Task details: Please find every line in the listing that contains the word "negative" with matching case, and copy each of those lines.

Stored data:
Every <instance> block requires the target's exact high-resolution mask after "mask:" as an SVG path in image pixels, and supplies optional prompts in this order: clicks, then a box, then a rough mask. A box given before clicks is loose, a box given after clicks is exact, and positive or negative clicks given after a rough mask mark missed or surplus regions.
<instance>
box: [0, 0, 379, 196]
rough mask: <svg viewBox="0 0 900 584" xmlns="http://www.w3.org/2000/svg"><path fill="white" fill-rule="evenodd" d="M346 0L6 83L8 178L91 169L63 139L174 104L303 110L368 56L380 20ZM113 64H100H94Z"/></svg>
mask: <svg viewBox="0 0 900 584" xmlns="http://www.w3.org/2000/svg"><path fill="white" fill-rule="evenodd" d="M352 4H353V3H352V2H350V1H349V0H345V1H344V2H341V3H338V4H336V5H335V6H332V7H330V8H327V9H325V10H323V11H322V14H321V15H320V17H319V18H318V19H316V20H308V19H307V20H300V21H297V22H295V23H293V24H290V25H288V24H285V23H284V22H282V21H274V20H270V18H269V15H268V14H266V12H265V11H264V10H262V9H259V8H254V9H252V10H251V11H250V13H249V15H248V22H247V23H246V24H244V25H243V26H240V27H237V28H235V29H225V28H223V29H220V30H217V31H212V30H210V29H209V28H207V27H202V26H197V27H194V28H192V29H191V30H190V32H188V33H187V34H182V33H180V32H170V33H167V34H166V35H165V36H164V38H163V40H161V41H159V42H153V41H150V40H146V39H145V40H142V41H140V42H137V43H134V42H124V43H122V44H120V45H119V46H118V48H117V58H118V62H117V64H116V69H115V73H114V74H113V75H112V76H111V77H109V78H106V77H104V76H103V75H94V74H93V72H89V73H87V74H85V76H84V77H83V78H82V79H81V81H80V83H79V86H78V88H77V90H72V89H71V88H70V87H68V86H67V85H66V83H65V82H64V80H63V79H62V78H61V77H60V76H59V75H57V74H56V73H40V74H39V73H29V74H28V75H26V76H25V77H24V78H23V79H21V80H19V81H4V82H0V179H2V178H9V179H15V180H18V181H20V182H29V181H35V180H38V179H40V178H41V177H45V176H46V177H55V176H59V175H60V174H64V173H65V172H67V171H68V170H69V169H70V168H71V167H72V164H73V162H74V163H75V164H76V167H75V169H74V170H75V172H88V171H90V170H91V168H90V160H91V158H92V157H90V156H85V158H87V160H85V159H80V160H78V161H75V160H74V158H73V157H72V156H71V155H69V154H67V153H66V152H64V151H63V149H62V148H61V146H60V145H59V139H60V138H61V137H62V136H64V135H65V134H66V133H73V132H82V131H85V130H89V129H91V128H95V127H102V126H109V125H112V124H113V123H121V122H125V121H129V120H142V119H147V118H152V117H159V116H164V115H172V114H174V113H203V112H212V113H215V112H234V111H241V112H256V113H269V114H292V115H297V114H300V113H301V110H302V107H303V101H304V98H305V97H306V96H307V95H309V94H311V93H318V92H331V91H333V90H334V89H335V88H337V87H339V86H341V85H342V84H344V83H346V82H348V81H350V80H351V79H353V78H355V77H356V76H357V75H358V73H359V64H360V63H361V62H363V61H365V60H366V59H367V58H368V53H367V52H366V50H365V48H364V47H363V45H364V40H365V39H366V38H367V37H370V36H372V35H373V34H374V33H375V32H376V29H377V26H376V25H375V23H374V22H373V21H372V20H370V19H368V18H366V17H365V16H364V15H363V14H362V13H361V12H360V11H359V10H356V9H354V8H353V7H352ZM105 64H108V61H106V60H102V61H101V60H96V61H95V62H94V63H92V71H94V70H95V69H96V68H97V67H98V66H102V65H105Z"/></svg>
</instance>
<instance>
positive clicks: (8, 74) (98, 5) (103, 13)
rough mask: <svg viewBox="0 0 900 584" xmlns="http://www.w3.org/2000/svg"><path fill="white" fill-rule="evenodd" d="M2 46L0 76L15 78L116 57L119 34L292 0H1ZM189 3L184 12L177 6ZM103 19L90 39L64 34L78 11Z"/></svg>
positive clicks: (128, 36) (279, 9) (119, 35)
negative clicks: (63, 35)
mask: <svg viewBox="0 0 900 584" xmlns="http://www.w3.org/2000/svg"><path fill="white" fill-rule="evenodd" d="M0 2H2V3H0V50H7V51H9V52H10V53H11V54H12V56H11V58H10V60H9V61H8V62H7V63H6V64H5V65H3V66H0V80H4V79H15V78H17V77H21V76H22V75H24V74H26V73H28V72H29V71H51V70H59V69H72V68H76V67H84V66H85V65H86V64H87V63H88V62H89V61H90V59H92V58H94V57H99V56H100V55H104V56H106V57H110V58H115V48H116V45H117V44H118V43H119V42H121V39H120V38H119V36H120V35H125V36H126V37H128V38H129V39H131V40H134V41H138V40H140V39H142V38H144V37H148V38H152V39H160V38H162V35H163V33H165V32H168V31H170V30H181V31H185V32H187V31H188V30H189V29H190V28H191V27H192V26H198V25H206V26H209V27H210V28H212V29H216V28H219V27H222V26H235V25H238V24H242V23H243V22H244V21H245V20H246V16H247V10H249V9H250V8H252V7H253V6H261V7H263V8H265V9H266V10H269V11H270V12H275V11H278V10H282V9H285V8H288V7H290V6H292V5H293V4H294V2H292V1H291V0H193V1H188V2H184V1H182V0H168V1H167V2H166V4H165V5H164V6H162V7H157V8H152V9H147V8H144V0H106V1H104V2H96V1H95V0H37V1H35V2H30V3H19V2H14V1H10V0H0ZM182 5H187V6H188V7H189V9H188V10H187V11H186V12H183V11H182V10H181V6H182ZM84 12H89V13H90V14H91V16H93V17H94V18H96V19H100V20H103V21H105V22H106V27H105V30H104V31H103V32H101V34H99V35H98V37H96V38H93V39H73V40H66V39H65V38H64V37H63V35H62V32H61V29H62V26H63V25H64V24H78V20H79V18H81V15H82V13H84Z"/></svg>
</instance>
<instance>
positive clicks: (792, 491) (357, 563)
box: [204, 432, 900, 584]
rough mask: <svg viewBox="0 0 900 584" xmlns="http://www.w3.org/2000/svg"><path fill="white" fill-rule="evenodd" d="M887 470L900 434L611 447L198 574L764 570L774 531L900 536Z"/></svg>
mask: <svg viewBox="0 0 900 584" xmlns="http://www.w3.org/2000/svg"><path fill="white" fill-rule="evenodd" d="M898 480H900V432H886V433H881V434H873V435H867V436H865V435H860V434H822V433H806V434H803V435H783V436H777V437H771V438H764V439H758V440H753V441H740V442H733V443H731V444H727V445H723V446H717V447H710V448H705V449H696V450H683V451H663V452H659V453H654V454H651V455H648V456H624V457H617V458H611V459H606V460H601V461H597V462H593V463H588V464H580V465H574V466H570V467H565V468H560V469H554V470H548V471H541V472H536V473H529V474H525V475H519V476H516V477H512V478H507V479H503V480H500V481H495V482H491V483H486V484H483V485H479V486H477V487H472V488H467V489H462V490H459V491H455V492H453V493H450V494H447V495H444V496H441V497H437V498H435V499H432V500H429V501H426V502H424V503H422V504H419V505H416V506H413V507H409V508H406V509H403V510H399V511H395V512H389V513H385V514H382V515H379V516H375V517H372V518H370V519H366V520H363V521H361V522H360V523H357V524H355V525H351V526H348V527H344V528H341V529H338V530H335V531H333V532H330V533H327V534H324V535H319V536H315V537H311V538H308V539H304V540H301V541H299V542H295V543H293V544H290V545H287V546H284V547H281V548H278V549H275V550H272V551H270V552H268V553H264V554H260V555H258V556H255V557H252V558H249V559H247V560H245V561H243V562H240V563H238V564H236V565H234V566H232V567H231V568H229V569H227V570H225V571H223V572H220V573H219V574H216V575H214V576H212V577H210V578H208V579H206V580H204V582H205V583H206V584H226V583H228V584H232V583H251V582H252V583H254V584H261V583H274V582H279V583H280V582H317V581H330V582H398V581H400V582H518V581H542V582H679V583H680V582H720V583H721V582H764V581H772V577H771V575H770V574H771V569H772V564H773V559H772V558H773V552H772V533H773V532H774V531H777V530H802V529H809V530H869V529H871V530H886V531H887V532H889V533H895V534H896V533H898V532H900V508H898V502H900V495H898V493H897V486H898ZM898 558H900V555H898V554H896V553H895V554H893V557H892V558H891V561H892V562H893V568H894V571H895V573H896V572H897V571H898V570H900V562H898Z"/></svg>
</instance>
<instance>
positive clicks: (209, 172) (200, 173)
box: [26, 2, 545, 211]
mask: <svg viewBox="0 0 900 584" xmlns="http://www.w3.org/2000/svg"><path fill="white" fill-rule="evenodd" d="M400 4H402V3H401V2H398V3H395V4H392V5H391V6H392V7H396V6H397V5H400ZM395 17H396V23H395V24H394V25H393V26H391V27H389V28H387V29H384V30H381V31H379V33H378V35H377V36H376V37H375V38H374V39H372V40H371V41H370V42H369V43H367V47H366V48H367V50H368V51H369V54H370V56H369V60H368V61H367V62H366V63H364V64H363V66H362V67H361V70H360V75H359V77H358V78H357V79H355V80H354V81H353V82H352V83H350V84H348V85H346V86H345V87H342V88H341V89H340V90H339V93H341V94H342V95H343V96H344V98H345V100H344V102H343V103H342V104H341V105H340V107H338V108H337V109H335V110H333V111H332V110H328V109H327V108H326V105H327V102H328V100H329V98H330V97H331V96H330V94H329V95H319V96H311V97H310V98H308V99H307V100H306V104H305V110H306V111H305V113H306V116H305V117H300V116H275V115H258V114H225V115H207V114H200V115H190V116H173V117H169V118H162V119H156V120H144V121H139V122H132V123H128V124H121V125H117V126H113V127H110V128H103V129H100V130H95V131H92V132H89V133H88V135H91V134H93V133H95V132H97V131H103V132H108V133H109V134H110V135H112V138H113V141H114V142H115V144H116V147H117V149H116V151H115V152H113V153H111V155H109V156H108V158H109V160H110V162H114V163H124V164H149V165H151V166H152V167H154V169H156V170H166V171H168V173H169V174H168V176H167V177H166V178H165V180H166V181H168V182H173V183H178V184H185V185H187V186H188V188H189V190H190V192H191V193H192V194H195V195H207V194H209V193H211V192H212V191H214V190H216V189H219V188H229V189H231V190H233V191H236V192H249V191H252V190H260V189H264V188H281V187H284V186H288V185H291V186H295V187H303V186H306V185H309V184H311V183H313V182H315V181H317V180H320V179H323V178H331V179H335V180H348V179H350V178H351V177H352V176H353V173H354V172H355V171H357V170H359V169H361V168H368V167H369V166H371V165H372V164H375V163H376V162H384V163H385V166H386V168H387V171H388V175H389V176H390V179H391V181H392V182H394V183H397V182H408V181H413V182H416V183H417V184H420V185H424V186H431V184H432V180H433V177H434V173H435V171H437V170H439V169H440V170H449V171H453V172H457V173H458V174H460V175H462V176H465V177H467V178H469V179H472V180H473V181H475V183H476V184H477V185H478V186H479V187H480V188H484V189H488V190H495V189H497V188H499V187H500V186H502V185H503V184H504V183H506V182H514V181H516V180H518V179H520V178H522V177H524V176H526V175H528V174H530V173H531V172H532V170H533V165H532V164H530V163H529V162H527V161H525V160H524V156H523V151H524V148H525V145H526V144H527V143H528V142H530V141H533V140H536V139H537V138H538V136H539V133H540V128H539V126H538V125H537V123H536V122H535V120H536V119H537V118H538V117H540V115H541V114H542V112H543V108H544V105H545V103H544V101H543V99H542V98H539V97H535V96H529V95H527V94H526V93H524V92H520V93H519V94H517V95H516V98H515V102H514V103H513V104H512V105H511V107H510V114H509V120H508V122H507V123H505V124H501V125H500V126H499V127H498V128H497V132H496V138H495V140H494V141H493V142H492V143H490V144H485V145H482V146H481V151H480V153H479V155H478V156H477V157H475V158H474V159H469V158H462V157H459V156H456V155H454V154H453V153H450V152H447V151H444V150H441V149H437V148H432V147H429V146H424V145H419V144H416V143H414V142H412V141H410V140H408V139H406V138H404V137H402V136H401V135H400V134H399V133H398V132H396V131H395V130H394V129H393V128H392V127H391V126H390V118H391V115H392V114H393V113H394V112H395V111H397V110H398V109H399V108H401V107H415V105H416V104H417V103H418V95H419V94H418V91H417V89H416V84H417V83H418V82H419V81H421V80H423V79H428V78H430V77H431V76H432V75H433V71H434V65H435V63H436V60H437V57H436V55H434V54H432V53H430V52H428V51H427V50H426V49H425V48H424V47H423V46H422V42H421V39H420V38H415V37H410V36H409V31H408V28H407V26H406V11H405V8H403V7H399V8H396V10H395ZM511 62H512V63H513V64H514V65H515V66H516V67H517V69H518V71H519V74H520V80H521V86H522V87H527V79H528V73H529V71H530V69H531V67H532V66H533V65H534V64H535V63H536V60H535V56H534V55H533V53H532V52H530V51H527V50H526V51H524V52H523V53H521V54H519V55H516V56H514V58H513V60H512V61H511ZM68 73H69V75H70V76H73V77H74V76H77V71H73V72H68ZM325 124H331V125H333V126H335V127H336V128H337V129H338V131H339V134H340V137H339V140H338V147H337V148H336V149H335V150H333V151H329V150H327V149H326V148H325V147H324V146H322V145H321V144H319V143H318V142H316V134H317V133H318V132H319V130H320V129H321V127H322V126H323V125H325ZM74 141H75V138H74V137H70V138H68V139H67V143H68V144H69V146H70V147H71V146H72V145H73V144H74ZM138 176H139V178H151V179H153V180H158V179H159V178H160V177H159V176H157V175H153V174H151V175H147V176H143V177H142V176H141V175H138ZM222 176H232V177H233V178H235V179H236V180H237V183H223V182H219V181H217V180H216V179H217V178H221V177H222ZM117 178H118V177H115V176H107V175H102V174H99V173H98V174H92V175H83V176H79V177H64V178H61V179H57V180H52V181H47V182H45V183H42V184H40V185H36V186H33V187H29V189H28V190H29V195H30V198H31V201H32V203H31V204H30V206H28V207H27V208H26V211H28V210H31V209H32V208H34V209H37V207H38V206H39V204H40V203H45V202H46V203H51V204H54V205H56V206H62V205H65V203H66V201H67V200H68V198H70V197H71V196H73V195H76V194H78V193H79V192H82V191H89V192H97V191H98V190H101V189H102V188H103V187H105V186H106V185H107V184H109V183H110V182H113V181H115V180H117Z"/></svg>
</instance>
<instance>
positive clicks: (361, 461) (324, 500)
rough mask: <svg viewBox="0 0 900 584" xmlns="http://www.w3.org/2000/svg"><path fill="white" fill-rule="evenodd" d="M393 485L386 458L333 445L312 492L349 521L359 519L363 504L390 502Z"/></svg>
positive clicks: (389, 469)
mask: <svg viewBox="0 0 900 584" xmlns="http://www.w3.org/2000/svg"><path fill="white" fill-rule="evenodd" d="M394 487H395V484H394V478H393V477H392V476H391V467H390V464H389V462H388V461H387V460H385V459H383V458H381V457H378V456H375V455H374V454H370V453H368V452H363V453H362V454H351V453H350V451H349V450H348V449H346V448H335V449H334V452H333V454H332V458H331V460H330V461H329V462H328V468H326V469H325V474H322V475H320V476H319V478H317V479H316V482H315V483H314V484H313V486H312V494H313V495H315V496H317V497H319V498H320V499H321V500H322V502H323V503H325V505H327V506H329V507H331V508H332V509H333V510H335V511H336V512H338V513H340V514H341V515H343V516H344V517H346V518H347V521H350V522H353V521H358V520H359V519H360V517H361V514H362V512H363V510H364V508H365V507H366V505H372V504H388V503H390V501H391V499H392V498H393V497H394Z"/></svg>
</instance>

Your response:
Every <instance> block requires the target's exact high-resolution mask after "mask:" as an SVG path in image pixels, and supplies optional prompts in this order: clicks, then a box, then a rough mask. A box given before clicks is loose, a box given after clicks is exact, and positive or negative clicks given after a rough mask mark missed or surplus regions.
negative clicks: (63, 35)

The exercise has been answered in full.